DNA methylation presents a good diagnostic and therapeutic target.

What are CpG Islands?

CpG islands (CGI) are genomic areas with a high proportion of CpG dinucleotides. Because they are methylated, they play an important role in transcription regulation. CGIs are frequently found near or within promoters (70 percent of promoters have CGIs). Methylation of CGIs is one of the major mechanisms involved in gene expression regulation.

What are the different types of Bi-sulfite sequencing?

  • Targeted Bisulfite Sequencing (TBS): Bisulfite sequencing method to detect base resolution DNA methylation at a targeted region of interest.
  • Reduced Representation Bi-sulfite Sequencing (RRBS): Bisulfite sequencing method utilized to detect nearly all CpG sites across the entiregenome at base resolution detail.
  • Whole Genome Bi-sulfite Sequencing (WGBS): Complete genome coverage of methylation at every CpG site and less common non-CpG sites such as CNG.

Whole Genome Bisulfite Sequencing (WGBS)?

This method combines the power of high-throughput DNA sequencing with sodium bisulfite treatment of DNA. When DNA is treated with sodium bisulfite, a chemical compound, unmethylated cytosines are converted to uracil.

How much sequencing depth (number of reads) needed for WGBS?

Paired-end sequencing with either 100 or 150bp reads is recommend

What happen after the entire genome is treated with sodium bisulfite?

Sequence reads diverge from the reference genome at each converted CpG site. Therefore, to map WGBS data to the reference genome, the reference needs also be bisulfite converted.

What are the advantages and limitations of WGBS?

The advantage of using WGBS resides in the fact that it results in higher CpG densities, more than 10 CpG/100bp. In general, this method identifies 2 CpG/100bp, which corresponds to roughly 50% of the genome. It also gives the capability to evaluate the methylation status of nearly every CpG site. On the other hand, this method needs sufficient read depths to reliably determine methylation status and it is cost intensive when dealing with large genomes.

Reduced Representation Bisulfite Sequencing (RRBS)

To enrich for sections of the genome with a high CpG content, RRBS uses restriction enzymes and bisulfite sequencing. Focus coverage is made on the sections of the genome that have CpG dinucleotides, instead of the entire genome. It allows greater read depth compared to WGBS.

What are the advantages and limitations of RRBS?

With RRBS method the data volume is reduced as well as the cost to perform the procedure. Also, DMRs are typically found in higher CpG density regions of 3 CpG/100 bp, which accounts for about 20% of the genome. However, since only a small portion of the genome is examined, the RRBS method has limitations when it comes to functional conclusions in species that do not have a good reference genome.

Methylated DNA Immunoprecipitation (MeDIPs)

MeDIP-Seq method uses immunoprecipitation to enrich for the portion of the genome containing either (5mC) or (5hmC), which is then followed by high-throughput sequencing. The first whole-genome methylation profile of a mammalian genome was created using MeDIP-Seq. It uses anti-5-methylcytosine antibodies and magnetic beads to look for methylated genomic regions.

What are the are the advantages and limitations of MeDIPs?

YOUR INSTRUCTIONS — Restate the paragraph of the page on DNA methylation sequencing that begins "To enrich for sections of the genome" as a short bulleted list that keeps its main facts. The rows that follow have no connection to the page on DNA methylation sequencing.

SUPPLIED DATA —
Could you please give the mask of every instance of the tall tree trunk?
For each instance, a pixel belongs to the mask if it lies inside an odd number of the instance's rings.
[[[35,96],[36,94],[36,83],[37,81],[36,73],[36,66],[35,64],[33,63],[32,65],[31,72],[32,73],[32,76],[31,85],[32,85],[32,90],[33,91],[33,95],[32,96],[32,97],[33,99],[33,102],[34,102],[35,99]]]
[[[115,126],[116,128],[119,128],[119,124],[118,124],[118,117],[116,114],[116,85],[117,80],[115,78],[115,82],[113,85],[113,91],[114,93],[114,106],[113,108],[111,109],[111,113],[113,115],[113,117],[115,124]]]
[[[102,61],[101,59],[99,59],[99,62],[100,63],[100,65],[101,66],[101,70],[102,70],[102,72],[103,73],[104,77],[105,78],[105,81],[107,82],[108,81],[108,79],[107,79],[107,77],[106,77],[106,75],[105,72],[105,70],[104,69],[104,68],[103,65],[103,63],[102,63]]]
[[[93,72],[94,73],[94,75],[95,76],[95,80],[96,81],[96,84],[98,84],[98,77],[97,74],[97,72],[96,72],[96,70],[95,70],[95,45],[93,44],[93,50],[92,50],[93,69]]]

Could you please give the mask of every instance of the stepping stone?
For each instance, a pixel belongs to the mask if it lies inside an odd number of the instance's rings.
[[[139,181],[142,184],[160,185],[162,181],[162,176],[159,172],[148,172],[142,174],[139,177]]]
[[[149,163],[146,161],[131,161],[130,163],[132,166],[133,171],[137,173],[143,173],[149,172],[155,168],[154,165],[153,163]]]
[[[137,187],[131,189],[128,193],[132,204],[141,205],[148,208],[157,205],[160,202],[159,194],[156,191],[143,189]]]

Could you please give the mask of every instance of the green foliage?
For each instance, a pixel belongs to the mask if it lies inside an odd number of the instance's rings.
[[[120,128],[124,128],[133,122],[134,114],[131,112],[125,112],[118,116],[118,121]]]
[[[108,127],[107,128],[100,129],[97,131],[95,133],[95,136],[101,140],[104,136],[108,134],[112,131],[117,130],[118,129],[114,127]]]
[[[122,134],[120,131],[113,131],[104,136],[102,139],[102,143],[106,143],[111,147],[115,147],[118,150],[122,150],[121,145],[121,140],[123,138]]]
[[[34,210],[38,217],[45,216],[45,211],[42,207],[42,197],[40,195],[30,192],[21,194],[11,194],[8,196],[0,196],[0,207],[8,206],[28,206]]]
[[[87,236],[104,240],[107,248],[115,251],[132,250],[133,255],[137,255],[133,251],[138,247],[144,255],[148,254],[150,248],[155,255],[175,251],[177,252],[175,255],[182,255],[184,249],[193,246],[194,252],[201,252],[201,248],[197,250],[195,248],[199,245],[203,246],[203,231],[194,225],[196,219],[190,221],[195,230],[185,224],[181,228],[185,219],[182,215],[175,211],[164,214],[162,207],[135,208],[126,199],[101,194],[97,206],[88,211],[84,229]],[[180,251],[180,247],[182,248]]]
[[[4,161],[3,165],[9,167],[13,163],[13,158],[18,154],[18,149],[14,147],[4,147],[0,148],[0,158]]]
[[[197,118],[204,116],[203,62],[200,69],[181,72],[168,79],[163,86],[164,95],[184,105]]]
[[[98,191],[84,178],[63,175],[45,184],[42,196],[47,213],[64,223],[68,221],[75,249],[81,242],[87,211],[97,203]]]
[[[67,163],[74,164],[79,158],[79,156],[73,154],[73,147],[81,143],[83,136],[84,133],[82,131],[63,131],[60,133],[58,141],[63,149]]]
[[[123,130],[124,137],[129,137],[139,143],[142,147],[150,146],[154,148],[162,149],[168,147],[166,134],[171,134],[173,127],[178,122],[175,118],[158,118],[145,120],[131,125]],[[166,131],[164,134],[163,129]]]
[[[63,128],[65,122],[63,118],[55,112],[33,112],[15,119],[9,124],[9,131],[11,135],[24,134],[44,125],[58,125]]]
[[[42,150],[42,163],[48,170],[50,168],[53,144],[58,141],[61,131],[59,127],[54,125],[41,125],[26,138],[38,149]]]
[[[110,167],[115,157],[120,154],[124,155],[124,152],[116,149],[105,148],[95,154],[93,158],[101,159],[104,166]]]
* * *
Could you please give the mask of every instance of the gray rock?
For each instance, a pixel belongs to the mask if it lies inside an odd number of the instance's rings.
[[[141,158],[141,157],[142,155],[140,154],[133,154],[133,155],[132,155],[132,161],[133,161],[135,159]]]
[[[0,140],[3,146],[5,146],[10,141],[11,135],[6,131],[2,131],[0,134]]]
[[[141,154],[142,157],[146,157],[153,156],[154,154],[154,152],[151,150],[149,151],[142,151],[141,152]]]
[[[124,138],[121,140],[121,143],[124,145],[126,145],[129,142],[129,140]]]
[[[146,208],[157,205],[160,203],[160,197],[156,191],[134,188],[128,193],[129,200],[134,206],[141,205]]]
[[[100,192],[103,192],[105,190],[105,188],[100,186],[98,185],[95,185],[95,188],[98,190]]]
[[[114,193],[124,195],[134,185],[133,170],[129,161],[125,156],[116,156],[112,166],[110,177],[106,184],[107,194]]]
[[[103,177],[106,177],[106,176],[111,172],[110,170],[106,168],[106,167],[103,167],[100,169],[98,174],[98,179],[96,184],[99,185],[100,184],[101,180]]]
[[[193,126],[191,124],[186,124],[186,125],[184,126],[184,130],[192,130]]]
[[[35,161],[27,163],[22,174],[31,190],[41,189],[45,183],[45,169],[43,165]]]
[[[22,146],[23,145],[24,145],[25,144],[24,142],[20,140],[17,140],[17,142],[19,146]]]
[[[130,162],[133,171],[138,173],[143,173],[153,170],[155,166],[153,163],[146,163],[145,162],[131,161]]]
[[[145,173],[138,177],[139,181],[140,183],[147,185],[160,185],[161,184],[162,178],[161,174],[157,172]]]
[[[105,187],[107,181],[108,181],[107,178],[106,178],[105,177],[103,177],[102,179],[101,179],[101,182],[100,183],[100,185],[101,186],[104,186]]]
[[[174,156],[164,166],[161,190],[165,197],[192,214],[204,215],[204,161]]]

ANSWER —
- RRBS combines restriction enzymes with bisulfite sequencing to enrich for genome sections with high CpG content.
- It covers the sections that contain CpG dinucleotides rather than the whole genome.
- It allows greater read depth than WGBS.